### Prompt
Reproduce the listing verbatim.

### Dataset records about object locations
(begin)
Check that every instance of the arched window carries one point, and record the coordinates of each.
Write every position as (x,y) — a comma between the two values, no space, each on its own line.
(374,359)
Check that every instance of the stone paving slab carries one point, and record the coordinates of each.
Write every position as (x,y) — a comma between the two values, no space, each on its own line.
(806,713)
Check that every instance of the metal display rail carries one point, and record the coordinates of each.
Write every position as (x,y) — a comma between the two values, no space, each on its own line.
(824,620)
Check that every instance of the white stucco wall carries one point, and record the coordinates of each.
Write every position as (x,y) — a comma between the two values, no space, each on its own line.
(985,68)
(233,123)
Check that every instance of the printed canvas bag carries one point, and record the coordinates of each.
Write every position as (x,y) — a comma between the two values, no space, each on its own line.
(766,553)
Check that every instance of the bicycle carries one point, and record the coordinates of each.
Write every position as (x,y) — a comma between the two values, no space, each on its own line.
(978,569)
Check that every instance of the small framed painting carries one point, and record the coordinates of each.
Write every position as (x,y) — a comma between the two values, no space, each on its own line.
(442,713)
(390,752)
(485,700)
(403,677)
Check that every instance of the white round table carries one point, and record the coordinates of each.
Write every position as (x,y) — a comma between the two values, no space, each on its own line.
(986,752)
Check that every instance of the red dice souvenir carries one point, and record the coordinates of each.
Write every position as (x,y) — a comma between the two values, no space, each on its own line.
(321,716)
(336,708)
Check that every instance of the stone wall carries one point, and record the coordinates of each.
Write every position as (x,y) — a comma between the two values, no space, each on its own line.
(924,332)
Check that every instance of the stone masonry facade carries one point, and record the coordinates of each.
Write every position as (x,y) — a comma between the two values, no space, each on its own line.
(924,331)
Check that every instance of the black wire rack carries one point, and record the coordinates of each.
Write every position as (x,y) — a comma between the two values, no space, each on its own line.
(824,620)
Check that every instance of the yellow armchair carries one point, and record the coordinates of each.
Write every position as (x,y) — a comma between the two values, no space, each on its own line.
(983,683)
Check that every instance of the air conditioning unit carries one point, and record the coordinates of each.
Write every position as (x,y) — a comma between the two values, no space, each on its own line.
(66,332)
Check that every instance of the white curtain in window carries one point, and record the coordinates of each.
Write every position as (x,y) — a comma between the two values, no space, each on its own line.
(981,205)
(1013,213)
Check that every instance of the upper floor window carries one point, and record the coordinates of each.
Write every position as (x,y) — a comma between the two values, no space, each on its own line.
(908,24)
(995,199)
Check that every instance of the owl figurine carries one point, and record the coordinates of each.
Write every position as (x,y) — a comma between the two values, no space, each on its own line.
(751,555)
(end)
### Task response
Check that every instance of the arched window carries one point, and record the coordinates of each.
Write every position as (x,y) — a comma between the two values, no space, each on its own line.
(374,359)
Check that every instance of the stone paving slab carries one point, and record the coordinates of each.
Write every position as (x,y) — a comma between the two values, no space, each on its own line.
(806,713)
Check that every instance of the metal display rail carries one point, and record the coordinates of each.
Write every position as (x,y) — a comma between the two values, no space, each on its own line.
(824,620)
Check that every instance of the white stucco wall carries one point, and record the coordinates of each.
Write every position as (x,y) — a comma between the two values, no space, each on its own line.
(985,68)
(233,123)
Check that every instance of the printed canvas bag carries one point, and record the coordinates of each.
Write every position as (x,y) — a comma between the two values, no space, each on its own line.
(766,553)
Check that every instance of the bicycle carries one point, and record the coordinates of each.
Write every position as (x,y) — a comma between the two values, no space, each on its own line.
(978,569)
Check that every instance of the small framed painting carries one point, and record the coordinates of each.
Write every position as (x,y) — a comma between the two values, no space, each on its own line.
(442,713)
(390,752)
(485,700)
(403,677)
Check that every instance of the white round table carries one point, and record the coordinates of each.
Write every position as (x,y) — a comma between the two values, no space, each on its own line.
(986,752)
Check that every instance of the red dice souvenir carries one point, and record the coordinates of each.
Write every position as (x,y) — a comma between the two values, no space, each on its own line.
(321,716)
(336,708)
Check that every instance of the stone wall carries one point, and record the coordinates of each.
Write every position as (x,y) — a comma between the two values, no space, each on its own line.
(924,332)
Check that every instance of the stone masonry facade carries one point, and record the coordinates of each.
Write every position as (x,y) — a comma between the two values, no space, each on its own line.
(924,331)
Check that every instance of the black wire rack carries one point, and record the coordinates of each.
Write every position as (x,y) — a comma between the two values, no space, each on its own line.
(824,620)
Check that every instance of the yellow armchair carries one point, and record the coordinates of each.
Write every position as (x,y) — a comma between the two values, no space, each on its own line.
(983,683)
Check that every instance of the air conditioning unit carries one point, and record the coordinates of each.
Write every position as (x,y) — a comma between the two values, no space, each on its own line.
(66,332)
Check that every instance of the white curtain in window carries one point, and record the coordinates of each.
Write every position as (x,y) — a comma between the two values, no space, each on its own line.
(981,205)
(1013,213)
Check that every instance of the upper floor window carries one point, and record the coordinates of each.
Write every position as (x,y) — a comma between the two values, no space, each on its own line.
(908,24)
(995,199)
Check that every instance of the owl figurine carries one point, and record the coordinates of each.
Write every position as (x,y) — a comma between the two values, no space, each on its own line.
(751,555)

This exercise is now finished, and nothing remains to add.